### Fragmento dado

Y ese fue el principio del triste final. Echaron a mi pareja de la sala. Para que no viera lo peor. Yo tampoco lo vi, aunque por un medio segundo percibí el resplandor de un trozo de metal, que resultaron ser los fórceps, en las manos de la rubia ginecóloga. No vi ni sentí cuando me hicieron la episiotomía, tampoco me lo anunciaron, para qué...Luego me explicaban que era por “rutina”. Fueron unos segundos o unos minutos, nunca lo sabré, y cuando las secuencias bailan tan inesperadamente todo se vuelve muy borroso y fluido. Yo, inmovilizada en mi potro y con las luces cegándome la cara solo pensaba en que la niña naciera ya. La matrona gritó a la enfermera, empujándola casi del paritorio, para que corriera a por N., que entró cuando ya habían sacado a mi hija que estaba sobrevolando el potro en manos de una de esas mujeres y me la estaban poniendo encima de mi cuerpo, al lado del pecho.

######
### Datos registrados

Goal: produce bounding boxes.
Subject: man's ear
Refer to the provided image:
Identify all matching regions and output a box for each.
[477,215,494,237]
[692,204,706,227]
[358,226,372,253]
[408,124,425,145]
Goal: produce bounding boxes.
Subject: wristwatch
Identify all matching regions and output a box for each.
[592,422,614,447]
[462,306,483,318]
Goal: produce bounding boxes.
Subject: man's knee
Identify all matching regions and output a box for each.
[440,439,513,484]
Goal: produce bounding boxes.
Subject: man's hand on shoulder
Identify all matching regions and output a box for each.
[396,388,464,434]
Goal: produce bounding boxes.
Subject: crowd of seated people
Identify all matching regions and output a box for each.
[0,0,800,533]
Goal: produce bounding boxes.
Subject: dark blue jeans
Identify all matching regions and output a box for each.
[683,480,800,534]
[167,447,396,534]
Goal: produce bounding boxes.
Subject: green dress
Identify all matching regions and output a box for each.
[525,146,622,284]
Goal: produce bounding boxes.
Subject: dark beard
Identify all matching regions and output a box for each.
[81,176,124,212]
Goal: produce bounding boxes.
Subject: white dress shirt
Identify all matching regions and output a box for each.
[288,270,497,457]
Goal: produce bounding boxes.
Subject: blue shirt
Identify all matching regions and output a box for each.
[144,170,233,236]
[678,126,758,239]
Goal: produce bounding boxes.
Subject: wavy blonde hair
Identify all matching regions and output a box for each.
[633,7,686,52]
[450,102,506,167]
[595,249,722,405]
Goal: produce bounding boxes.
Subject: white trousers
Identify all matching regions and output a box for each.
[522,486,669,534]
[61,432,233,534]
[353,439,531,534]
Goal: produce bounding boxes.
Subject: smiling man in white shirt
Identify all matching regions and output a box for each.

######

Copia sin cambios, del fragmento dado, todo lo que va desde "Y ese fue el" hasta "lado del pecho.".

Y ese fue el principio del triste final. Echaron a mi pareja de la sala. Para que no viera lo peor. Yo tampoco lo vi, aunque por un medio segundo percibí el resplandor de un trozo de metal, que resultaron ser los fórceps, en las manos de la rubia ginecóloga. No vi ni sentí cuando me hicieron la episiotomía, tampoco me lo anunciaron, para qué...Luego me explicaban que era por “rutina”. Fueron unos segundos o unos minutos, nunca lo sabré, y cuando las secuencias bailan tan inesperadamente todo se vuelve muy borroso y fluido. Yo, inmovilizada en mi potro y con las luces cegándome la cara solo pensaba en que la niña naciera ya. La matrona gritó a la enfermera, empujándola casi del paritorio, para que corriera a por N., que entró cuando ya habían sacado a mi hija que estaba sobrevolando el potro en manos de una de esas mujeres y me la estaban poniendo encima de mi cuerpo, al lado del pecho.